For example, cannabis operators who purchase commercial property or liability insurance from a major insurer may have policies that — counterintuitively — exclude cannabis
“When it comes to insurance there is no substitute for reading the policy,” said Michael Sampson, partner in the Insurance Recovery Group of Reed Smith LLP in Pennsylvania.
Horst noted that “because of jurisdictional rules, every one of these coverage disputes ends up in federal court.”
That’s not good, because cannabis operators are treated akin to heroin dealers in federal court.
“Just within the past year, one carrier attempted to rely on the ‘contraband’ exclusion to avoid covering property damage to a greenhouse grow operation that it knowingly insured,” he said.
That case was The Green Earth Wellness Center, LLC v. Atain Specialty Insurance Company, in 2016 in Colorado. Atain argued in federal court it didn’t owe commercial property and general liability insurance policy claims after a fire and robbery at Green Earth, because it argued pot was federal “contraband”.
That court rejected Atain’s argument, but Green Earth’s policy excluded its crop. Another district court in Hawaii upheld the contraband exclusion in a similar case.
Horst said a very small handful of insurers are “aggressively” marketing to cannabis business through affiliates. And since the pool of pot insurers is so small, a few insurers may be facing a record amounts of claims, and seek to wriggle out of them. Most farms that burned probably had anywhere from $250,000 to one million dollars of product, said Tim Blake, an industry expert based in Laytonville, CA. and operator of The Emerald Cup.
The wildfires will be a stress test for a nascent, niche insurance market with unclear levels of reserves and no track record of payouts, said Sampson.
“Claims related to wildfire losses will test them,” said Horst. “When losses climb into the seven-figure range insurers scrutinize their policies much more closely.”
“When losses clime into the four-figure range, insurers scrutinize policies very closely and look for a way around that,” said Sampson.
Insurance coverage in legal cannabis “is very much a work in progress,” said Horst. “The markets are maturing fairly fast, but not nearly enough to keep pace with the industry as a whole. There are novel types of risk to be covered, minimal competition, and little industrywide understanding of the unique insurance dynamics at play.”

▸ Source excerpt

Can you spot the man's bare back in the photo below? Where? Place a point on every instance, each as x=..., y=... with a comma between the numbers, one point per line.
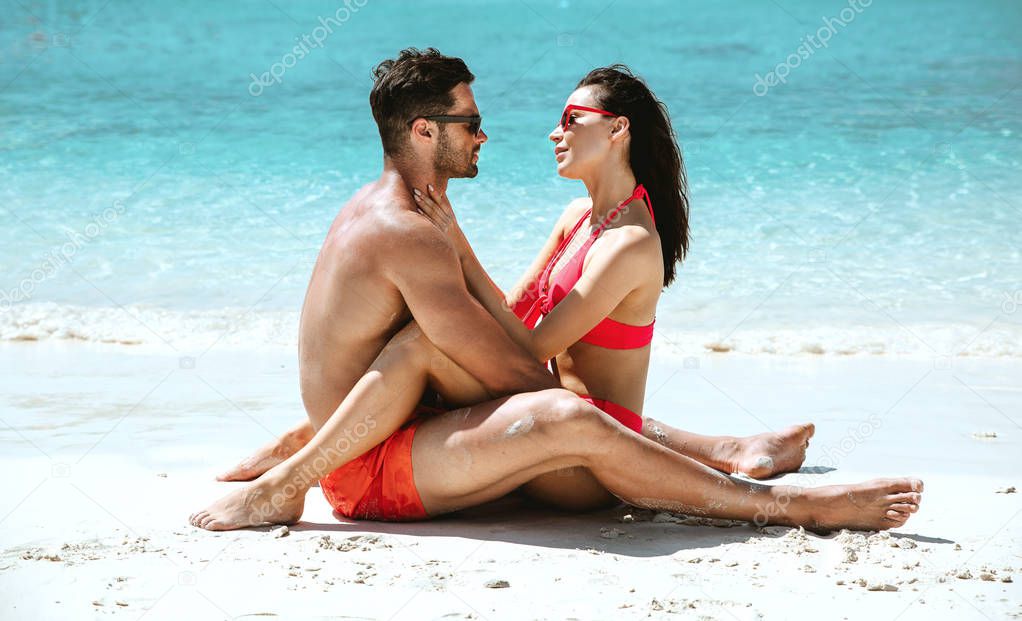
x=351, y=309
x=381, y=264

▸ Task set
(1) Answer each question from the cannabis insurance passage.
(a) At which law firm is Michael Sampson a partner?
(b) In which state and year was The Green Earth Wellness Center, LLC v. Atain Specialty Insurance Company decided?
(c) What range of product value did Tim Blake say most burned farms probably had?
(2) List every place named in the cannabis insurance passage.
(3) Pick up the cannabis insurance passage after its last sentence and write a continuation.
The data has no connection to the cannabis insurance passage.

▸ Expected results
(1)
(a) Reed Smith LLP, in its Insurance Recovery Group
(b) Colorado, in 2016
(c) Anywhere from $250,000 to one million dollars

(2) Pennsylvania; Colorado; Hawaii; Laytonville, CA

(3)
These insurance issues threaten the industry’s projected double digit growth, because it requires more traditional sources of capital, and the people who have that capital want to minimize risk.
“This is a real problem for sustainability with so much projected growth over the coming years,” Horst said.
“How does one not have crop insurance? How do you farm cannabis in the modern world and not take this risk? For investors who’ve been wiped out, why would they want to reinvest?” Jodrey said.
Sampson advised any home and/or cannabis farm owner to submit claims under their policies, and lawyer up, if need be.
“Don’t just walk away assuming there’s no coverage. You need to look at a policy — whether it’s a homeowner’s policy or a property policy and really study the language. Language matters,” Sampson said. “Insurance companies can be slow to pay and can sometimes look to take advantage of the uneducated.”
“If anyone in the wildfires suffered structural damage because of the fires, you may well have and probably do have coverage under a property insurance policy. You just might have to fight with your insurer as to whether they’re going to cover it.” he said.
Josh Drayton, communications director for the California Cannabis Industry Association, said after the fires are put out, lack of insurance and underinsurance should become a major lobbying issue, alongside lack of access to banks.
“We’re going to see a big conversation surrounding the cannabis industry moving forward based on this tragedy,” Drayton said.